→ WHAT YOU WILL DO
Set down every entry exactly as it was written.

--------

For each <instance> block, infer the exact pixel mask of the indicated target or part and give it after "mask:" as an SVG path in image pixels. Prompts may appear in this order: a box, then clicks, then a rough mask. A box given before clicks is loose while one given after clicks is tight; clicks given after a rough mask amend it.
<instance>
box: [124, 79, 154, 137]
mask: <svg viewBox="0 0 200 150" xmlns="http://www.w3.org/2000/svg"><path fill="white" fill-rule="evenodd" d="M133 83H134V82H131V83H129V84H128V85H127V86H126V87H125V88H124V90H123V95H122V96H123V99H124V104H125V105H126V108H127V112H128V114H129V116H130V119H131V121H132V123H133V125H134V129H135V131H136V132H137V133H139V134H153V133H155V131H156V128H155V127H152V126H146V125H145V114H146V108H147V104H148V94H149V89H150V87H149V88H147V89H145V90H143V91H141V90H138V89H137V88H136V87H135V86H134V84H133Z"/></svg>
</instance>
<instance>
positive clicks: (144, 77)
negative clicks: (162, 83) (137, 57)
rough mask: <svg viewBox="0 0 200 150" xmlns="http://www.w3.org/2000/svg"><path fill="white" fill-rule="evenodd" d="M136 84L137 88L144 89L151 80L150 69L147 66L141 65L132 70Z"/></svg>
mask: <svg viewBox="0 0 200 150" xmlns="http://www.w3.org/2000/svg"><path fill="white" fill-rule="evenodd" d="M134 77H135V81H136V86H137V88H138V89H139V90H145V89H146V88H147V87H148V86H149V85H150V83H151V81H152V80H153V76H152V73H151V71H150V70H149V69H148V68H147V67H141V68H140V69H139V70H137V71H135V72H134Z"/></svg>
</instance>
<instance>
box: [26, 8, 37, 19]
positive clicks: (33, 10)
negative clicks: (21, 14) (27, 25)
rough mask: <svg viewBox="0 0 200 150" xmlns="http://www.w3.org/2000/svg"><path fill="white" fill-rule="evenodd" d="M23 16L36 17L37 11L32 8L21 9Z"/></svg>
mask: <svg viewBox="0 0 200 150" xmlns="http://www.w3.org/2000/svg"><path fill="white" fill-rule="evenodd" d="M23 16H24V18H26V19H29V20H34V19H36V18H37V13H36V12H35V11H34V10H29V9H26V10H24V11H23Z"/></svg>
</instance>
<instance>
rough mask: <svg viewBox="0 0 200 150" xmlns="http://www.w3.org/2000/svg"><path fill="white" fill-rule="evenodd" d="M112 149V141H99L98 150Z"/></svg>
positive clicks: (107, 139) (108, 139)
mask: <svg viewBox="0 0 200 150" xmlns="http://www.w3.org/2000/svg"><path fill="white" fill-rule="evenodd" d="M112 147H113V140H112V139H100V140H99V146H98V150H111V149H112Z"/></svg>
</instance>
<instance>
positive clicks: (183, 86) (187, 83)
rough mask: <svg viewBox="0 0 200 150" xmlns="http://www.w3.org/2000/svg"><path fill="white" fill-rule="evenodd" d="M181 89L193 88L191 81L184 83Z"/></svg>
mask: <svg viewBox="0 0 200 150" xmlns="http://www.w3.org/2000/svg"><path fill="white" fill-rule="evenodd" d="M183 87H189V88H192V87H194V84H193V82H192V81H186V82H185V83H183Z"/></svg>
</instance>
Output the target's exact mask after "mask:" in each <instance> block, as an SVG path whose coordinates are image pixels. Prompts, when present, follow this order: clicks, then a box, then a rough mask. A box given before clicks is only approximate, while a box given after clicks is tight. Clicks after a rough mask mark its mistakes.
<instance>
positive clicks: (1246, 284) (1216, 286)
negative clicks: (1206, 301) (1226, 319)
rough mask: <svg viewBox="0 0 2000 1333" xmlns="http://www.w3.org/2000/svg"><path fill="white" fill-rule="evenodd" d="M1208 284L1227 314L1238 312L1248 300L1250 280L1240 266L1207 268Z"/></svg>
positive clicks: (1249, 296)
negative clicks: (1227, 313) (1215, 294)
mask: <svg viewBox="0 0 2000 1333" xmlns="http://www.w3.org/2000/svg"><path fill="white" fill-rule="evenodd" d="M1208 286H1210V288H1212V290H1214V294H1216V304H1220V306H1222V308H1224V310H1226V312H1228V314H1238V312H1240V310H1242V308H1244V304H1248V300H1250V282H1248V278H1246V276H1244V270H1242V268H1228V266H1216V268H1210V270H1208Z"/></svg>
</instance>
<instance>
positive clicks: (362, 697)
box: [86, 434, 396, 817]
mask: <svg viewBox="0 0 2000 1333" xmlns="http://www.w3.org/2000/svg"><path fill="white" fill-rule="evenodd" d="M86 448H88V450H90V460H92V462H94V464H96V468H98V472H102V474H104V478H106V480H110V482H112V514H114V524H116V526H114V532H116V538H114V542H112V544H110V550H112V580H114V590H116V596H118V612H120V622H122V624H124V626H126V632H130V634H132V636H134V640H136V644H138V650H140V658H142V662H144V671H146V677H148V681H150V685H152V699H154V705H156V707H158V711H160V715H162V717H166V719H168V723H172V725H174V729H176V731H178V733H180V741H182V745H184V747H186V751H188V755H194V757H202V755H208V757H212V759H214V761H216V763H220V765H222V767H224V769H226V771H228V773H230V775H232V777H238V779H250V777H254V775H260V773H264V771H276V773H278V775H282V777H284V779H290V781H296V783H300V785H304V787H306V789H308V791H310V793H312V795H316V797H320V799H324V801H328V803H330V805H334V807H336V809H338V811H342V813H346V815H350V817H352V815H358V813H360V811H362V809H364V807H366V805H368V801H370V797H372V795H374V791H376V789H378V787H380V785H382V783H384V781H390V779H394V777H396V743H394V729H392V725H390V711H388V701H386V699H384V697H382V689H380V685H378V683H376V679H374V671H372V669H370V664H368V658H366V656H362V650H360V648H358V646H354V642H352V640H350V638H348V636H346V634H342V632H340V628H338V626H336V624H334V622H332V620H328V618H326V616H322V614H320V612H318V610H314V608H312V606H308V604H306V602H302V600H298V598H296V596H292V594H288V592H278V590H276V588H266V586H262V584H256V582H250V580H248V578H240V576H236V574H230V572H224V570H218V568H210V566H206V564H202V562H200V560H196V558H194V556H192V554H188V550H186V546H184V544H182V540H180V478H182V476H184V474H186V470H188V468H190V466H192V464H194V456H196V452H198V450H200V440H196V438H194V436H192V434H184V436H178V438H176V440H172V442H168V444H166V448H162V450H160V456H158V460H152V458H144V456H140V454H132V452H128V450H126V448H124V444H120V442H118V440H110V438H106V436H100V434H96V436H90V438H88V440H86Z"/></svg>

--------

→ RESULT
For each <instance> block, infer the exact pixel mask of the indicated target or part and give it after "mask:" as an SVG path in image pixels. Prompts may appear in this order: a box, then clicks, then a rough mask. A box given before clicks is loose while one given after clicks is tight; clicks given after a rough mask amend it.
<instance>
box: [124, 79, 154, 137]
mask: <svg viewBox="0 0 200 150" xmlns="http://www.w3.org/2000/svg"><path fill="white" fill-rule="evenodd" d="M133 83H134V82H131V83H129V84H128V85H127V86H126V87H125V88H124V90H123V95H122V96H123V99H124V104H125V105H126V108H127V112H128V114H129V116H130V119H131V121H132V123H133V125H134V129H135V131H136V132H137V133H139V134H153V133H155V131H156V128H155V127H152V126H146V125H145V114H146V108H147V104H148V94H149V89H150V87H149V88H147V89H145V90H143V91H141V90H138V89H137V88H136V87H135V86H134V84H133Z"/></svg>
</instance>
<instance>
positive clicks: (144, 77)
negative clicks: (162, 83) (137, 57)
rough mask: <svg viewBox="0 0 200 150" xmlns="http://www.w3.org/2000/svg"><path fill="white" fill-rule="evenodd" d="M136 84L137 88L144 89L151 80L150 69L147 66L141 65L132 70Z"/></svg>
mask: <svg viewBox="0 0 200 150" xmlns="http://www.w3.org/2000/svg"><path fill="white" fill-rule="evenodd" d="M134 77H135V81H136V86H137V88H138V89H139V90H145V89H146V88H147V87H148V86H149V85H150V83H151V81H152V80H153V76H152V73H151V71H150V70H149V69H148V68H147V67H141V68H140V69H139V70H137V71H135V72H134Z"/></svg>
</instance>
<instance>
box: [26, 8, 37, 19]
positive clicks: (33, 10)
negative clicks: (21, 14) (27, 25)
rough mask: <svg viewBox="0 0 200 150" xmlns="http://www.w3.org/2000/svg"><path fill="white" fill-rule="evenodd" d="M23 16L36 17L37 11L32 8L21 9Z"/></svg>
mask: <svg viewBox="0 0 200 150" xmlns="http://www.w3.org/2000/svg"><path fill="white" fill-rule="evenodd" d="M23 16H24V18H26V19H29V20H34V19H36V18H37V13H36V12H35V11H34V10H29V9H26V10H24V11H23Z"/></svg>
</instance>
<instance>
rough mask: <svg viewBox="0 0 200 150" xmlns="http://www.w3.org/2000/svg"><path fill="white" fill-rule="evenodd" d="M112 149V141H99L98 150Z"/></svg>
positive clicks: (107, 139) (108, 139)
mask: <svg viewBox="0 0 200 150" xmlns="http://www.w3.org/2000/svg"><path fill="white" fill-rule="evenodd" d="M112 147H113V140H112V139H100V140H99V146H98V150H111V149H112Z"/></svg>
</instance>
<instance>
positive clicks: (183, 86) (187, 83)
rough mask: <svg viewBox="0 0 200 150" xmlns="http://www.w3.org/2000/svg"><path fill="white" fill-rule="evenodd" d="M181 89L193 88L191 81L184 83Z"/></svg>
mask: <svg viewBox="0 0 200 150" xmlns="http://www.w3.org/2000/svg"><path fill="white" fill-rule="evenodd" d="M183 87H189V88H192V87H194V84H193V82H192V81H186V82H185V83H183Z"/></svg>
</instance>
Output the target's exact mask after "mask:" in each <instance> block, as an SVG path whose coordinates are image pixels. Prompts, when present, follow this order: clicks, then a box, then a rough mask. A box given before clicks is only approximate, while a box given after clicks is tight. Clicks after a rough mask mark its mistakes.
<instance>
positive clicks: (1246, 284) (1216, 286)
negative clicks: (1206, 301) (1226, 319)
rough mask: <svg viewBox="0 0 2000 1333" xmlns="http://www.w3.org/2000/svg"><path fill="white" fill-rule="evenodd" d="M1208 284L1227 314L1238 312L1248 300L1250 280L1240 266L1207 268Z"/></svg>
positive clicks: (1249, 296)
negative clicks: (1227, 313) (1215, 294)
mask: <svg viewBox="0 0 2000 1333" xmlns="http://www.w3.org/2000/svg"><path fill="white" fill-rule="evenodd" d="M1208 286H1210V288H1212V290H1214V294H1216V304H1220V306H1222V308H1224V310H1226V312H1228V314H1238V312H1240V310H1242V308H1244V304H1248V300H1250V282H1248V278H1246V276H1244V270H1242V268H1228V266H1216V268H1210V270H1208Z"/></svg>
</instance>
<instance>
positive clicks: (362, 697)
box: [86, 434, 396, 817]
mask: <svg viewBox="0 0 2000 1333" xmlns="http://www.w3.org/2000/svg"><path fill="white" fill-rule="evenodd" d="M86 448H88V450H90V460H92V462H94V464H96V468H98V472H102V474H104V478H106V480H110V482H112V514H114V524H116V526H114V532H116V538H114V542H112V544H110V550H112V580H114V590H116V596H118V612H120V622H122V624H124V626H126V632H130V634H132V636H134V640H136V644H138V650H140V658H142V662H144V671H146V677H148V681H150V685H152V699H154V705H156V707H158V711H160V715H162V717H166V719H168V723H172V725H174V729H176V731H178V733H180V741H182V745H184V747H186V751H188V755H194V757H202V755H208V757H212V759H214V761H216V763H220V765H222V767H224V769H226V771H228V773H230V775H232V777H238V779H250V777H254V775H260V773H264V771H276V773H278V775H282V777H284V779H290V781H296V783H300V785H304V787H306V789H308V791H310V793H312V795H316V797H320V799H324V801H328V803H330V805H334V807H336V809H338V811H342V813H346V815H350V817H352V815H358V813H360V811H362V809H364V807H366V805H368V801H370V797H372V795H374V791H376V789H378V787H380V785H382V783H384V781H390V779H394V777H396V743H394V729H392V725H390V711H388V701H386V699H384V697H382V689H380V685H378V683H376V679H374V671H372V669H370V664H368V658H366V656H362V650H360V648H358V646H354V642H352V640H350V638H348V636H346V634H342V632H340V628H338V626H336V624H334V622H332V620H328V618H326V616H322V614H320V612H318V610H314V608H312V606H308V604H306V602H302V600H298V598H296V596H292V594H288V592H278V590H276V588H266V586H262V584H256V582H250V580H248V578H240V576H236V574H230V572H224V570H218V568H210V566H206V564H202V562H200V560H196V558H194V556H192V554H188V550H186V546H184V544H182V540H180V478H182V476H184V474H186V470H188V468H190V466H192V464H194V456H196V452H198V450H200V440H196V438H194V436H192V434H184V436H178V438H176V440H172V442H168V444H166V448H162V450H160V456H158V460H152V458H144V456H140V454H132V452H128V450H126V448H124V444H120V442H118V440H110V438H106V436H100V434H96V436H90V438H88V440H86Z"/></svg>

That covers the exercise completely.